■ **PROBLEM TO SOLVE**
Across all the records below, substitute "whole-number pixel coordinates" for every occurrence of "integer pixel coords" and reproduce the lines with no other change.

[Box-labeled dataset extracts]
------------------------------------------------------------

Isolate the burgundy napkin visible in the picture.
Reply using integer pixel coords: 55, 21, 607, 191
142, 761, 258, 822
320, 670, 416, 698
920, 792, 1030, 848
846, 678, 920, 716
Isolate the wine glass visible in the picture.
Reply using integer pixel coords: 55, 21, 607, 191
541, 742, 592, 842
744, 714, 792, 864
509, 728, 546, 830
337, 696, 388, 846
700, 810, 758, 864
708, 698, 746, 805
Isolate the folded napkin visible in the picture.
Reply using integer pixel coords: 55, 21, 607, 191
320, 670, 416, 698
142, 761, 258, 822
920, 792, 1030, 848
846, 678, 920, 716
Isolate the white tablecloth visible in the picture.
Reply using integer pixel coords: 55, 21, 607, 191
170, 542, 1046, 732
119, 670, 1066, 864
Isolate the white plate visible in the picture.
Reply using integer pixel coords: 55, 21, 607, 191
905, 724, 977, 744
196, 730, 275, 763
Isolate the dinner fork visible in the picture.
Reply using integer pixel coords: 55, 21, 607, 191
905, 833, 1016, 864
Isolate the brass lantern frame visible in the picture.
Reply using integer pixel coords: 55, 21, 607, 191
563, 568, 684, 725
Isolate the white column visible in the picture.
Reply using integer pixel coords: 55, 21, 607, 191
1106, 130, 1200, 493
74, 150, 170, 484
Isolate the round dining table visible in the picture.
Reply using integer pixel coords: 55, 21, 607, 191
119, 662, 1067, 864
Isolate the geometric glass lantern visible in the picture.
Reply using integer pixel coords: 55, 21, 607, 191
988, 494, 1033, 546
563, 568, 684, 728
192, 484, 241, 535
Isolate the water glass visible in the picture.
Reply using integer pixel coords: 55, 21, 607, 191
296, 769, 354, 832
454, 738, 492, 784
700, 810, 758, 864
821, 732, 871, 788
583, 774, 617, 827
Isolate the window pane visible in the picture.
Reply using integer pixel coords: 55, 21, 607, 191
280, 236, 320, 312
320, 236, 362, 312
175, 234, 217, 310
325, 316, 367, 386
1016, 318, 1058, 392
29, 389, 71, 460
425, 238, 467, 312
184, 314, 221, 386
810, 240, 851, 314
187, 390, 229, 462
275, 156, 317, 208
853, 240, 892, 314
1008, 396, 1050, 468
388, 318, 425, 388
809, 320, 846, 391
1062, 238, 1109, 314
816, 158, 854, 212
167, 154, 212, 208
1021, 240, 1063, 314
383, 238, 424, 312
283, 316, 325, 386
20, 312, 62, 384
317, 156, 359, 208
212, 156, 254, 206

------------------------------------------------------------

■ **OUTPUT OF THE EXERCISE**
Isolate the burgundy napkin visible in the picture.
Reply using whole-number pixel coordinates: 55, 21, 607, 191
142, 761, 258, 822
320, 670, 416, 698
920, 792, 1030, 848
846, 678, 920, 716
Isolate the wine glass visible in the picture.
Reply using whole-number pixel coordinates: 55, 21, 607, 191
541, 742, 592, 842
744, 714, 792, 864
509, 728, 546, 830
337, 696, 388, 846
700, 810, 758, 864
708, 698, 746, 805
Isolate the folded napkin visible in the picture.
Reply using whole-number pixel coordinates: 55, 21, 607, 191
320, 670, 416, 698
142, 761, 258, 822
920, 792, 1030, 848
846, 678, 920, 716
Isolate the white tablecloth visible in the picture.
Reply using whole-number pixel coordinates: 55, 21, 607, 191
170, 542, 1046, 732
119, 670, 1066, 864
Isolate the white plate visible in the picture.
Reply using whole-number pixel coordinates: 55, 21, 607, 191
905, 724, 977, 744
196, 730, 275, 763
Isolate the dinner fork visible in the picture.
Reply using whole-number pixel coordinates: 55, 21, 607, 191
905, 833, 1016, 864
Isolate the brass lantern frame visible in the picture.
Reply using whole-number pixel coordinates: 55, 21, 607, 191
563, 568, 684, 725
Isolate the white column visible in the picture.
Reply using whole-number pixel coordinates: 55, 21, 607, 191
1106, 130, 1200, 493
74, 150, 170, 484
Isolate the round dining table visible in the picture.
Reply using whole-number pixel coordinates: 55, 21, 607, 191
119, 662, 1067, 864
Isolate the geometric glass lantern visible in the picture.
Reply using whole-number pixel coordinates: 55, 21, 607, 191
988, 494, 1033, 546
563, 568, 684, 728
192, 484, 241, 535
Isolate the water glass visible in the picture.
Reply using whole-number pixel coordinates: 55, 21, 607, 191
296, 769, 354, 832
454, 738, 492, 784
700, 810, 758, 864
821, 732, 871, 788
583, 774, 617, 827
Isolate the window pane visible in the picture.
Reply using whole-number pixel coordinates: 55, 21, 607, 191
280, 236, 320, 312
320, 236, 362, 312
175, 234, 217, 310
325, 316, 367, 386
1016, 318, 1058, 392
29, 389, 71, 460
425, 238, 467, 312
184, 314, 221, 386
810, 240, 851, 314
187, 390, 229, 462
275, 156, 317, 208
853, 240, 892, 314
1008, 396, 1050, 468
388, 318, 425, 388
809, 320, 846, 391
1062, 238, 1109, 314
816, 158, 854, 212
167, 154, 212, 208
1021, 240, 1063, 314
383, 238, 424, 312
283, 316, 325, 386
20, 312, 62, 384
317, 156, 359, 208
212, 156, 254, 206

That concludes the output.